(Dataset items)
==========

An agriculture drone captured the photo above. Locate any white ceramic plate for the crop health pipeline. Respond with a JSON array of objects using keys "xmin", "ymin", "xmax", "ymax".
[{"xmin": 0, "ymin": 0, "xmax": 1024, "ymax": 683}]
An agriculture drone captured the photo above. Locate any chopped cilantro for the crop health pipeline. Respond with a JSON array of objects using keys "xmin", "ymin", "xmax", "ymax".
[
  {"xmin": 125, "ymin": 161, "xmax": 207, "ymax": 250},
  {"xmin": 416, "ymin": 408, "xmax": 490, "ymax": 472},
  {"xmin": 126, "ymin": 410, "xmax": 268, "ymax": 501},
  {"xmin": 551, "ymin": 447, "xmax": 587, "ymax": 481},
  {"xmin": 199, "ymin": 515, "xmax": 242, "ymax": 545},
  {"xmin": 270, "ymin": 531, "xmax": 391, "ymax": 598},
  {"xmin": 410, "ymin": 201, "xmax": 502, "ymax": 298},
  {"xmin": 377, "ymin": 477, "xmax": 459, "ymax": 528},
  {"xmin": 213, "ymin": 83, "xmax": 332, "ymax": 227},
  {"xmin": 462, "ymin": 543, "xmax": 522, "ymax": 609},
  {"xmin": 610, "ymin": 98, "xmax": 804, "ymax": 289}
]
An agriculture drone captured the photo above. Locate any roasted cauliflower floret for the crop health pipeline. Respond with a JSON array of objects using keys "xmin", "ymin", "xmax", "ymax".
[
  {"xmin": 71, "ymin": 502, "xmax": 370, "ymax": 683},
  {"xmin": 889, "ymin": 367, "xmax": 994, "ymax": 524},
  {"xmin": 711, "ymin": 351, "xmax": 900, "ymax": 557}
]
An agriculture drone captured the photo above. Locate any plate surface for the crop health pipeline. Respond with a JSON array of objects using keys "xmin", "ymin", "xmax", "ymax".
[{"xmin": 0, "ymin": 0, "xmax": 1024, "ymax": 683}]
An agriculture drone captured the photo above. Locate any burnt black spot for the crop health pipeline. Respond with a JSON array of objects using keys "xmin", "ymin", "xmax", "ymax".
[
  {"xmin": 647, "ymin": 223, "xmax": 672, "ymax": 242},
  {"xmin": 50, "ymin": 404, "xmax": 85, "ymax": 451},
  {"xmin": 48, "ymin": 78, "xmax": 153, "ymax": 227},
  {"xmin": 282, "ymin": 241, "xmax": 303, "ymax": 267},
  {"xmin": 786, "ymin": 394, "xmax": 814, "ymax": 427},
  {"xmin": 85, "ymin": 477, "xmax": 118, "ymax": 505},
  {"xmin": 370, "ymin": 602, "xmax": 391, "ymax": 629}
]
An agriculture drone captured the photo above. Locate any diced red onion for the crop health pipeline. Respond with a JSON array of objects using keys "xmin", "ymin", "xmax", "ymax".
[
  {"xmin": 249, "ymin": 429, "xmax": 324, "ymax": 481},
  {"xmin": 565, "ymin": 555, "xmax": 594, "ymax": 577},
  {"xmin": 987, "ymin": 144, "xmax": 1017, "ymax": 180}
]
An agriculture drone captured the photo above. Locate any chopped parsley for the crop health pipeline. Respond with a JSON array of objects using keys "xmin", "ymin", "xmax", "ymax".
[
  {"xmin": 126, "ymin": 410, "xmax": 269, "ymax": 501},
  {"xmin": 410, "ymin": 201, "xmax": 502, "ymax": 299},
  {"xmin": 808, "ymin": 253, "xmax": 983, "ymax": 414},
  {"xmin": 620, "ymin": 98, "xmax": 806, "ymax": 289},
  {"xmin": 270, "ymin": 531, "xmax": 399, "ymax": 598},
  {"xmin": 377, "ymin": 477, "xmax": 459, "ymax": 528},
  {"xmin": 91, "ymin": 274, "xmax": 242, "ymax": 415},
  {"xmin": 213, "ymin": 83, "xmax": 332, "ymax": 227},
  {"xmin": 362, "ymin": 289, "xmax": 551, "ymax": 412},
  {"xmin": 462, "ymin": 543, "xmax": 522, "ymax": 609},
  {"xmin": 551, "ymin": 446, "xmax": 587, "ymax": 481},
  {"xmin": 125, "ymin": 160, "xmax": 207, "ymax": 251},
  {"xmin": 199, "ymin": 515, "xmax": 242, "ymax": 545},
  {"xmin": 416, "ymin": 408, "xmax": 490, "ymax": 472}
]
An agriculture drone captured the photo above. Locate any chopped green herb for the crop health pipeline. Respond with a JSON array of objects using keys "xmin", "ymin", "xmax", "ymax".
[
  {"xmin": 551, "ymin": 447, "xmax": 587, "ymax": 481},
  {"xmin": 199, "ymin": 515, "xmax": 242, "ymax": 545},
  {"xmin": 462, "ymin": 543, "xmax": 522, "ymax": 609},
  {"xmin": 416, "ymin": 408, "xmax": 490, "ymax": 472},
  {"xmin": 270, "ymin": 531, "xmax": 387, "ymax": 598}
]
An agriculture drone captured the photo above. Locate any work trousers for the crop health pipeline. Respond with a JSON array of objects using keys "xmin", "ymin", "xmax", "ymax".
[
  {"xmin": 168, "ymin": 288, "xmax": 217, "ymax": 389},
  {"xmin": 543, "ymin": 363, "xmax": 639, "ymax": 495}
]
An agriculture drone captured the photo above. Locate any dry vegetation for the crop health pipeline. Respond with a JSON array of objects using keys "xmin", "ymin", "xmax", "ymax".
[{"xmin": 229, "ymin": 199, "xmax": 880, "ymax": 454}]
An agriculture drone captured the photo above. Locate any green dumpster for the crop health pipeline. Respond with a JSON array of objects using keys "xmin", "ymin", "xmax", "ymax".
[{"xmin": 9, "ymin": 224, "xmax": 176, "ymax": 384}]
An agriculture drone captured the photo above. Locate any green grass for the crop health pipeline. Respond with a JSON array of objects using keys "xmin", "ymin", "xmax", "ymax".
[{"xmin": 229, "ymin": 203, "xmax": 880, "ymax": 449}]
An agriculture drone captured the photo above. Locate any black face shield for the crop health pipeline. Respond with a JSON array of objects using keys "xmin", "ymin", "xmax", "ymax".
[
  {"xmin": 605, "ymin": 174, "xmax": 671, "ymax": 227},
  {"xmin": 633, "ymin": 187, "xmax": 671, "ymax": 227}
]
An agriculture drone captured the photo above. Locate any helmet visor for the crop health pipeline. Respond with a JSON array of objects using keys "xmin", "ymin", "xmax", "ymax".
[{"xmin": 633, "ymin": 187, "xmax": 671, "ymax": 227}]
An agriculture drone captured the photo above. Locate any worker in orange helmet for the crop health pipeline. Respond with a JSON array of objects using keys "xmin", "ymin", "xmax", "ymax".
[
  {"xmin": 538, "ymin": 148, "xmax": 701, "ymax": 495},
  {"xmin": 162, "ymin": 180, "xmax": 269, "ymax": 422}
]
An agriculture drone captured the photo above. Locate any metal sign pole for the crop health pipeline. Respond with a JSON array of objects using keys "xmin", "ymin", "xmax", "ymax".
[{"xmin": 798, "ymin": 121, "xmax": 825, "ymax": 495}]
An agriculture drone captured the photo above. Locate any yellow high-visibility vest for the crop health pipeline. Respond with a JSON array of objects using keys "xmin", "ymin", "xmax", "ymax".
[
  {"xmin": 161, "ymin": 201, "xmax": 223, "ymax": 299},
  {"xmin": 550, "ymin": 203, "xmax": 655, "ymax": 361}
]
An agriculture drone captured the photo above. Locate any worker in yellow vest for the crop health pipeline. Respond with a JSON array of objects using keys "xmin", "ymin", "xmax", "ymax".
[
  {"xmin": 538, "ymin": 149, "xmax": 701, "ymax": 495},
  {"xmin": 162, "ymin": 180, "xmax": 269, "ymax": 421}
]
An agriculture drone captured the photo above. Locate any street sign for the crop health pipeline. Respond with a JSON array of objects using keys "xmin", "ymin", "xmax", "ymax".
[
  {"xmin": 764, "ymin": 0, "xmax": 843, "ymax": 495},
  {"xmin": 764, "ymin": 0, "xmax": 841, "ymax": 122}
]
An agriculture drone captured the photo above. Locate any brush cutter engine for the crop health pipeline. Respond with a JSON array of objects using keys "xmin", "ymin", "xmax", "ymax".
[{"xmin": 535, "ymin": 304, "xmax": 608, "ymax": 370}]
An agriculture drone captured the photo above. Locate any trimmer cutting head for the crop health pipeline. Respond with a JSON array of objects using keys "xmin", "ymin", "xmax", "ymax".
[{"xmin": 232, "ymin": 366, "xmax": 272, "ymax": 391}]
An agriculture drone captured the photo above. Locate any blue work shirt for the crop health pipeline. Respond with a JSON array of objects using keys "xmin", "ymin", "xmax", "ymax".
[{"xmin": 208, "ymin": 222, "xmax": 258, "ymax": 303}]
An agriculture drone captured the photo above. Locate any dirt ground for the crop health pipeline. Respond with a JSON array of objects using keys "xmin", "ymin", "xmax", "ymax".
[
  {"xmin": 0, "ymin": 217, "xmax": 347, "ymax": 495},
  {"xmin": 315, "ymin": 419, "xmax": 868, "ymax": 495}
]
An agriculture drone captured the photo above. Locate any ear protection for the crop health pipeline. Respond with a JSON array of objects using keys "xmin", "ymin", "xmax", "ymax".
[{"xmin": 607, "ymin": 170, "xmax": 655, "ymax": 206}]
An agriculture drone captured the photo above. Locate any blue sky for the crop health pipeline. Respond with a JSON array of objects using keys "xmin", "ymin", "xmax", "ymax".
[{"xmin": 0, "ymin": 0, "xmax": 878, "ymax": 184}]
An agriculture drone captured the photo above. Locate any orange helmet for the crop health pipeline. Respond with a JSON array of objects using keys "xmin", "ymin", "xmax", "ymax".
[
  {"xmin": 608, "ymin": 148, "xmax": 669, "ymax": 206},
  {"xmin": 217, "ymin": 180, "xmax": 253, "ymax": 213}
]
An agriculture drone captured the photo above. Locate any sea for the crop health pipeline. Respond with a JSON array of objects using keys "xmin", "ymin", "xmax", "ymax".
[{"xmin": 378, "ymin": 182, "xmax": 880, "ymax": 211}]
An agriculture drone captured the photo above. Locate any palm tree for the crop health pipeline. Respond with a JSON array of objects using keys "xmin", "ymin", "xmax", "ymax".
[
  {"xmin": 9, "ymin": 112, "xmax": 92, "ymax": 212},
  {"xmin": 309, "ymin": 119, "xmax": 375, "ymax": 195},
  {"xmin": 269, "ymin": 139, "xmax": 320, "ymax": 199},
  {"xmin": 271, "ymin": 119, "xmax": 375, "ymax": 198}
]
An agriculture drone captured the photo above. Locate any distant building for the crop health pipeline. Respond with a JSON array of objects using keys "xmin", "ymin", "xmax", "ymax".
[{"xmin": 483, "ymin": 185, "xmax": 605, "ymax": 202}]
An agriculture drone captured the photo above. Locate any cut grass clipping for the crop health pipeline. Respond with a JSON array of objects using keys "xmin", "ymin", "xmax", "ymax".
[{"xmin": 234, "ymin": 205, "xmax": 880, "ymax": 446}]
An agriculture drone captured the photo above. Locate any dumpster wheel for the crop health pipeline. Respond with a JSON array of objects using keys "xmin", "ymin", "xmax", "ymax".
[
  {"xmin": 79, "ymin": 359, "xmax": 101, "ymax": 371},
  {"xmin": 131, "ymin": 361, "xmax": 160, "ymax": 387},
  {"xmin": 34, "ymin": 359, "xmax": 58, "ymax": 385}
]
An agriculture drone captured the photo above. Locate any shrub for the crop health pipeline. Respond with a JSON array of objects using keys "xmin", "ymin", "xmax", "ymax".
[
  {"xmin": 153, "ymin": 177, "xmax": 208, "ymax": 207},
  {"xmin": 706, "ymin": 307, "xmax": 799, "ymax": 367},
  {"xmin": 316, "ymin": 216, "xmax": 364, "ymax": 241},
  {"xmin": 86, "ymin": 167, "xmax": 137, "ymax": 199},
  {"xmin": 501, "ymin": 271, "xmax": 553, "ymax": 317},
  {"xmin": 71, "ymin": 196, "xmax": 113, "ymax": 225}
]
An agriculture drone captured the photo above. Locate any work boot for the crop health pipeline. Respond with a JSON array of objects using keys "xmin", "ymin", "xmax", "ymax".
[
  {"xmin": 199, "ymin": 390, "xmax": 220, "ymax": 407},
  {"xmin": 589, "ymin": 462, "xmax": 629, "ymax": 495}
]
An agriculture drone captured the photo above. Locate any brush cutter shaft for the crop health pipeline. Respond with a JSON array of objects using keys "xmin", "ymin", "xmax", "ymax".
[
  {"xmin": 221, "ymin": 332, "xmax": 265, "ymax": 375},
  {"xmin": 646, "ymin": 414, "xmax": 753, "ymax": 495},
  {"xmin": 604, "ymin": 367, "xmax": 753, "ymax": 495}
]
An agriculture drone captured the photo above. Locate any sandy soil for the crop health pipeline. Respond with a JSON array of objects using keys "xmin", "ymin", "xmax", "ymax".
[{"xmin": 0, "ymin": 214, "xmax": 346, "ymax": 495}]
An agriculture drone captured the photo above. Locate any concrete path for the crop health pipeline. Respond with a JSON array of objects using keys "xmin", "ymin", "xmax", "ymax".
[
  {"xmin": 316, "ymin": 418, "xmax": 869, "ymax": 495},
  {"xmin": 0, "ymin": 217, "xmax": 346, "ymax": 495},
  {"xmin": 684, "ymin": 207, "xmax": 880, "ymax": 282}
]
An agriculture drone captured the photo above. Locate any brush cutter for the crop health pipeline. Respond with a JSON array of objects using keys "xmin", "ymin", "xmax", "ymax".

==========

→ **Directive**
Please find every line in the records above that contains the word "sandy" and copy each one in full. Case counts.

→ **Written response**
An agriculture drone captured the photo above. Locate any sandy soil for the crop health pipeline. Respond with a JSON array of objects using keys "xmin", "ymin", "xmax", "ymax".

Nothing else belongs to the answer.